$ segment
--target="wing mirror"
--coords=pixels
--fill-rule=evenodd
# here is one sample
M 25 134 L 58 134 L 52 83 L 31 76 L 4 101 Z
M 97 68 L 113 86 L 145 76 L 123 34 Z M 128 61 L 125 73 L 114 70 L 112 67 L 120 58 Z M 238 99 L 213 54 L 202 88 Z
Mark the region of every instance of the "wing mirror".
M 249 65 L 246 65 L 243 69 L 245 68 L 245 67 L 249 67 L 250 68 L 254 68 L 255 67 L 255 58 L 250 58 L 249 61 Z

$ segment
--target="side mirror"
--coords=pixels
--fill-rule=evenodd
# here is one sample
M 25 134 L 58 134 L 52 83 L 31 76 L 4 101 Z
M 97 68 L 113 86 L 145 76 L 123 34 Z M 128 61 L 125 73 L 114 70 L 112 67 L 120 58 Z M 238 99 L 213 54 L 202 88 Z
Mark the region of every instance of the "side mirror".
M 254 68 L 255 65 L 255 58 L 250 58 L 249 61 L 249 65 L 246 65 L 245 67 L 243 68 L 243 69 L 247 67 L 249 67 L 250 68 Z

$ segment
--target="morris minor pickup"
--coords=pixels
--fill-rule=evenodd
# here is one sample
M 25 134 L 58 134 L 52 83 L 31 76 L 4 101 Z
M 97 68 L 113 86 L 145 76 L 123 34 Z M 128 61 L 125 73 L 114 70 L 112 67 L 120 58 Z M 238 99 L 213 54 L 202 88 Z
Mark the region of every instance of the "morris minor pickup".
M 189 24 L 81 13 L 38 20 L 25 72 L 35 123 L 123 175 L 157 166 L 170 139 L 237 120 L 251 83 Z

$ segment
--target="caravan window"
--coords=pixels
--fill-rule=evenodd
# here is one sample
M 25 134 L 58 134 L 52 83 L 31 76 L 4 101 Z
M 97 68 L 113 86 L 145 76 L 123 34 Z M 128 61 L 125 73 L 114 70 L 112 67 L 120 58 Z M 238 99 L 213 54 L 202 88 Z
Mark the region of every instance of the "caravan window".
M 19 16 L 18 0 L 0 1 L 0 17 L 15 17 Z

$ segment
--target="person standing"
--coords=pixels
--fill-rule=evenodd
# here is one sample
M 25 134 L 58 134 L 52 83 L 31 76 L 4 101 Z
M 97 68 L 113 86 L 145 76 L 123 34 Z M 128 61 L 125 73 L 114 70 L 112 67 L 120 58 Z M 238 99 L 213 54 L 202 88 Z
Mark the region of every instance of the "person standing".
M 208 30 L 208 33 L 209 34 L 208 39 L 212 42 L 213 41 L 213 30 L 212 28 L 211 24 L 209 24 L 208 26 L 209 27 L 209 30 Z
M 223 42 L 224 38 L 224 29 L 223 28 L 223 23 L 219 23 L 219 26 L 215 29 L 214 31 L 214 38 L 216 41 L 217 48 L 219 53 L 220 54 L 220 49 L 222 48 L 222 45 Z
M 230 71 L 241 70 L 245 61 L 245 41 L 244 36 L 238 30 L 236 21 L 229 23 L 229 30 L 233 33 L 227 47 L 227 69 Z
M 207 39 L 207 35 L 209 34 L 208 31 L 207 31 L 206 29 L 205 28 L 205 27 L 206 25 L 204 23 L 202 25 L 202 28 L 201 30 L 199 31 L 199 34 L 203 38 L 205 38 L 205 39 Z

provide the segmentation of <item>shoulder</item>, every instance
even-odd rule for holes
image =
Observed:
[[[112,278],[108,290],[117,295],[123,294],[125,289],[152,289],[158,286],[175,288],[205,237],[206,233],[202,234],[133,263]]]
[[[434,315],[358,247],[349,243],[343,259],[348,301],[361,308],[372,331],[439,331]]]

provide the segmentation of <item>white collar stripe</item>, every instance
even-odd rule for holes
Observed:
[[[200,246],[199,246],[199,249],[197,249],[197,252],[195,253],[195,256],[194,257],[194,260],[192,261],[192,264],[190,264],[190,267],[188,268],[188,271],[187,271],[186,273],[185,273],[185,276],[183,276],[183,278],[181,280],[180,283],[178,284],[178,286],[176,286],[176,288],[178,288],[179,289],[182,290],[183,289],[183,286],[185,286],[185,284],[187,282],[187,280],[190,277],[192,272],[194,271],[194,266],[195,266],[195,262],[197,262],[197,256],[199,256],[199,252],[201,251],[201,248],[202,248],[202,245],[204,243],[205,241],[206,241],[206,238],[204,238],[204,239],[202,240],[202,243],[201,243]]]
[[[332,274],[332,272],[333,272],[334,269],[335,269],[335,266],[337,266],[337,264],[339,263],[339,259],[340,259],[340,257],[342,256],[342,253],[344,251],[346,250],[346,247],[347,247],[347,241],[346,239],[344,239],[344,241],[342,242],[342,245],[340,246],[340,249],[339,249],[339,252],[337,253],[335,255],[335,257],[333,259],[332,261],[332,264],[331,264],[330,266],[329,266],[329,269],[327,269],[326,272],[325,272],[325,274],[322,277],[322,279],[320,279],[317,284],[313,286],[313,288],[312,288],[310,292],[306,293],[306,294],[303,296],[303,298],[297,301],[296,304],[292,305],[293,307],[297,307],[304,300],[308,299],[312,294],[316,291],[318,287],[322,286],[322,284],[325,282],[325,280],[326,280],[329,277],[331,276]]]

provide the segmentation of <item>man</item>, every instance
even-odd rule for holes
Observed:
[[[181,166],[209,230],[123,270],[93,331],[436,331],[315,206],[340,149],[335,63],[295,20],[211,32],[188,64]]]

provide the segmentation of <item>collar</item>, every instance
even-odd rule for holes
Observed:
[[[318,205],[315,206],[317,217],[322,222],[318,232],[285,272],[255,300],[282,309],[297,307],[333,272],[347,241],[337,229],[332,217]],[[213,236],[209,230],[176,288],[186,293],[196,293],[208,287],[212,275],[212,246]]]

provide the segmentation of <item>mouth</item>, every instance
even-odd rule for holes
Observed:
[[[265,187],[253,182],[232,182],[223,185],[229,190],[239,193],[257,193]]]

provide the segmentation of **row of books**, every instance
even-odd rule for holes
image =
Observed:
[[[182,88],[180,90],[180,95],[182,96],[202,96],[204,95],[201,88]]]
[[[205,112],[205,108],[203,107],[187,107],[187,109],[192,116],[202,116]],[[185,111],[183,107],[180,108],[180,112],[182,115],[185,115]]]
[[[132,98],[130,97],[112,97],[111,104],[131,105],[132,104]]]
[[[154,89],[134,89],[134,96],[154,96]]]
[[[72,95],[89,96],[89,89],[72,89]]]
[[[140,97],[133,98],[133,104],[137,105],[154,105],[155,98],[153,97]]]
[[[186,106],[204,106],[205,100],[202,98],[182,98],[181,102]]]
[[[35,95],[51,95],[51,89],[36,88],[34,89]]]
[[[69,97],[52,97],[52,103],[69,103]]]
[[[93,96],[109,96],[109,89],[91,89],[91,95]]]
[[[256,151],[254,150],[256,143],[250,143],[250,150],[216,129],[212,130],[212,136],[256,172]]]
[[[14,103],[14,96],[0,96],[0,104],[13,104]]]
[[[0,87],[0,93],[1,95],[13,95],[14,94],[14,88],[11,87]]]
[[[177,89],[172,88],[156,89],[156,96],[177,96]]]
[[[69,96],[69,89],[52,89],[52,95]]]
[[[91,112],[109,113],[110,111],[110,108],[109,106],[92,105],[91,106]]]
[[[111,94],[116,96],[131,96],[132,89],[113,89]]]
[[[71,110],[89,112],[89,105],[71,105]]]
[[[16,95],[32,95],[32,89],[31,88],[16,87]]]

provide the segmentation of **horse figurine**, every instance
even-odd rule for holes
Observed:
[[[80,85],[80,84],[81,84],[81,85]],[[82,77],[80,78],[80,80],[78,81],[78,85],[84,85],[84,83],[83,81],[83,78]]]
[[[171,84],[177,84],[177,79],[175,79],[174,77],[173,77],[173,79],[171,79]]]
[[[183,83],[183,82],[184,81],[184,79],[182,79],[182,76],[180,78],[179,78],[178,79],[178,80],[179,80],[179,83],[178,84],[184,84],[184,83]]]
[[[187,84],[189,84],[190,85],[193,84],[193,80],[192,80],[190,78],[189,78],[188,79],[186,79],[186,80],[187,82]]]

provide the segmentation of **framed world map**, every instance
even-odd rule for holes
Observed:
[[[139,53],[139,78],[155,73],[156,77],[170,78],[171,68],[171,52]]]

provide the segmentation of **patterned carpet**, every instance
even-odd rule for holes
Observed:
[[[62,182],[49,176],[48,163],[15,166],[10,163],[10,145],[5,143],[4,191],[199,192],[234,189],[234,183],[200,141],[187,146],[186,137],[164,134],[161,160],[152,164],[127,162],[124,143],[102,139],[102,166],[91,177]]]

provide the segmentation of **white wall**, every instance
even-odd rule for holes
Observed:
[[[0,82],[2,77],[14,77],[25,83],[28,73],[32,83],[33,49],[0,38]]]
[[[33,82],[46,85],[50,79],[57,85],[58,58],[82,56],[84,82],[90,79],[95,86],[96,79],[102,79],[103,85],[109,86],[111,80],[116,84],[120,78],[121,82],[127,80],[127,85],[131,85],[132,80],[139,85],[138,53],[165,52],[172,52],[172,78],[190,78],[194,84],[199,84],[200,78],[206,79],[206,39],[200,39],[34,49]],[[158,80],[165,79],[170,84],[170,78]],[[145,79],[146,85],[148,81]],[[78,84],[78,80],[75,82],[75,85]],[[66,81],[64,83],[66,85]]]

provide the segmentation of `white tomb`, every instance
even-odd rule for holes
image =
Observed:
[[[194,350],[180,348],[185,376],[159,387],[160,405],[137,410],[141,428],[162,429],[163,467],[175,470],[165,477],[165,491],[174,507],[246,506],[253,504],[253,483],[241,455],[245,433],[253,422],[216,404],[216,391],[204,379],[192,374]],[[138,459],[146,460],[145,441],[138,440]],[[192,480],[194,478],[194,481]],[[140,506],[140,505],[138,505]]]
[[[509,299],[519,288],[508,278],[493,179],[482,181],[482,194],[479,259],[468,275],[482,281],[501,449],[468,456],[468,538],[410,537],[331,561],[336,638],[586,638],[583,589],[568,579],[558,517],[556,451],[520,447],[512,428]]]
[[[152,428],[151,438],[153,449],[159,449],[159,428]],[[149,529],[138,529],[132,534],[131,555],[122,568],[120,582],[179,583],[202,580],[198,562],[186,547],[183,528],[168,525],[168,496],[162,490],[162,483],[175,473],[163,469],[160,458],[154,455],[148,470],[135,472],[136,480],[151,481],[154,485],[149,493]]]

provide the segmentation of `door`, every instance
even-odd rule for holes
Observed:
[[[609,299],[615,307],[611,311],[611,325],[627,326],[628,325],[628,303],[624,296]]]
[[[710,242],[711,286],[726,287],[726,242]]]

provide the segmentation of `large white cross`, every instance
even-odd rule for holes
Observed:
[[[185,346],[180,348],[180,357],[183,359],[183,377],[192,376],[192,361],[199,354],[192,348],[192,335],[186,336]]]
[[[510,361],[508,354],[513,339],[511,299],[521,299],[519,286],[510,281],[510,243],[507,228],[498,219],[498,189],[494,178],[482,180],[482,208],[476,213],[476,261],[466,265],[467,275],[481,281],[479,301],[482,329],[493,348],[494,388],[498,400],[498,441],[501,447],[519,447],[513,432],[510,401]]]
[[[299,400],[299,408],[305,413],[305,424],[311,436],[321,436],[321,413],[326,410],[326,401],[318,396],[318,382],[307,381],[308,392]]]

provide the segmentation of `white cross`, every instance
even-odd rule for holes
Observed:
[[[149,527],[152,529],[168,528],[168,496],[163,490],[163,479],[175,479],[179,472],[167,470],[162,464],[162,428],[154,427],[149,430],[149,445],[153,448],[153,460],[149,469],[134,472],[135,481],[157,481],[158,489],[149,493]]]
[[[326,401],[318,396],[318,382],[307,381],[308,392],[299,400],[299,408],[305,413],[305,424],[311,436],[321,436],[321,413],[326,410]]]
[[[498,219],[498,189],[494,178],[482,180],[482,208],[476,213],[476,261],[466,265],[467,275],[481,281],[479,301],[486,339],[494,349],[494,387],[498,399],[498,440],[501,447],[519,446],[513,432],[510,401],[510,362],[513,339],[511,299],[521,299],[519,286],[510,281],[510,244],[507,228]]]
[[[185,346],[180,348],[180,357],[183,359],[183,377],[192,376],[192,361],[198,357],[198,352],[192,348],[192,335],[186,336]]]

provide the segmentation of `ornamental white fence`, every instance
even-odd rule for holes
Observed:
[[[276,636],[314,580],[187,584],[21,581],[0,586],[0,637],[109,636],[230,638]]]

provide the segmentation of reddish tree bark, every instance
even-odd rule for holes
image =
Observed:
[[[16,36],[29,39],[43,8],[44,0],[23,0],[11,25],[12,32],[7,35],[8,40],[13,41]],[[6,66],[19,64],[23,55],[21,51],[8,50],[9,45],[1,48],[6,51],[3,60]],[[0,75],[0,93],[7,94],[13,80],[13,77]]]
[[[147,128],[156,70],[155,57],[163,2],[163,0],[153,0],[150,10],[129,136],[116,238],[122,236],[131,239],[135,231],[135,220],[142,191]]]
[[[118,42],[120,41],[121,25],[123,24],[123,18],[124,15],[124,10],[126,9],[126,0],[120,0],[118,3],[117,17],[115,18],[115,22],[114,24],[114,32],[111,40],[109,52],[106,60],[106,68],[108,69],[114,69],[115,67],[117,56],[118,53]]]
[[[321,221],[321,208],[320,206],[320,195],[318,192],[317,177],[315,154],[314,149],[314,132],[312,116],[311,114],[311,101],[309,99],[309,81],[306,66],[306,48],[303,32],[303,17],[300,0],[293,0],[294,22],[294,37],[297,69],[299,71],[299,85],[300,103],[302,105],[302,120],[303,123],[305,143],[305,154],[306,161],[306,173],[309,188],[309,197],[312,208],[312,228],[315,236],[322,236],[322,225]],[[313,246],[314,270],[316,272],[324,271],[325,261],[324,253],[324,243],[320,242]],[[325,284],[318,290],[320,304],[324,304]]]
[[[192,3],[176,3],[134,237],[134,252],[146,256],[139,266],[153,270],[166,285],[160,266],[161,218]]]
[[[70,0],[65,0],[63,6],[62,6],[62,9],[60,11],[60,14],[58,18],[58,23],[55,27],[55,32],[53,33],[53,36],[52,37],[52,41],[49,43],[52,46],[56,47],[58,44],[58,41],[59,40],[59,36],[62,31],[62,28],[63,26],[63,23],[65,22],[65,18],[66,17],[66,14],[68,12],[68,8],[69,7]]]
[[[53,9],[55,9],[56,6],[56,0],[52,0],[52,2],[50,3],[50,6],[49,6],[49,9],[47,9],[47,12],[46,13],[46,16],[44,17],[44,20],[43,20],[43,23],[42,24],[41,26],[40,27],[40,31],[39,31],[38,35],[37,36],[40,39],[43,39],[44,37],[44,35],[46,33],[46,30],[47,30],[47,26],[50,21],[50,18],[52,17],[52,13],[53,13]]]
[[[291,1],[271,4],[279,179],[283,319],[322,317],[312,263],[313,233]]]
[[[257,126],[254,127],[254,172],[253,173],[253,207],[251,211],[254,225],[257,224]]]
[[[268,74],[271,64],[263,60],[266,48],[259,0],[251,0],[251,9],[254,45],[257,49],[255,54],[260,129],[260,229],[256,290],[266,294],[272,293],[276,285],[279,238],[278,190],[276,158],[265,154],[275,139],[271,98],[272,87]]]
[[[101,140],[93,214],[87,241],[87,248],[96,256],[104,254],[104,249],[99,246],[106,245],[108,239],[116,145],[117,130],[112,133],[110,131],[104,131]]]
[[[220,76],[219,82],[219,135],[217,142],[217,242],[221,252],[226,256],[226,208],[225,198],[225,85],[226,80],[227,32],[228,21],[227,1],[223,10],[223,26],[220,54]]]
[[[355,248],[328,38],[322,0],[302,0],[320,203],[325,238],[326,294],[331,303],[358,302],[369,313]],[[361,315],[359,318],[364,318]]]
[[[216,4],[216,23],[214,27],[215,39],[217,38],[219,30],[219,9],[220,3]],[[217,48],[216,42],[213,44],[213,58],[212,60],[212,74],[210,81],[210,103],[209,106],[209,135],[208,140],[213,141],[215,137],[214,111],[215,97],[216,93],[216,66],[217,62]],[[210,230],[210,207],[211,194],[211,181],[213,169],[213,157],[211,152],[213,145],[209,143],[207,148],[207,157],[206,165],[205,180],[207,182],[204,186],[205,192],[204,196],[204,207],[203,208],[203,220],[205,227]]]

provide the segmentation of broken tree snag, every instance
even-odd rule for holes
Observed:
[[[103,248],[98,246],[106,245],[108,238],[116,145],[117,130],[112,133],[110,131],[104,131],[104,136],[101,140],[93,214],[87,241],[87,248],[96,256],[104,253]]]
.....
Each line from the one containing "provide the segmentation of broken" to the end of the listing above should be copied exactly, and nothing else.

provide the segmentation of broken tree snag, every instance
even-odd rule for holes
Observed:
[[[103,248],[98,246],[106,245],[108,238],[116,145],[117,130],[112,133],[110,131],[104,131],[104,136],[101,140],[93,214],[87,241],[87,248],[96,256],[104,253]]]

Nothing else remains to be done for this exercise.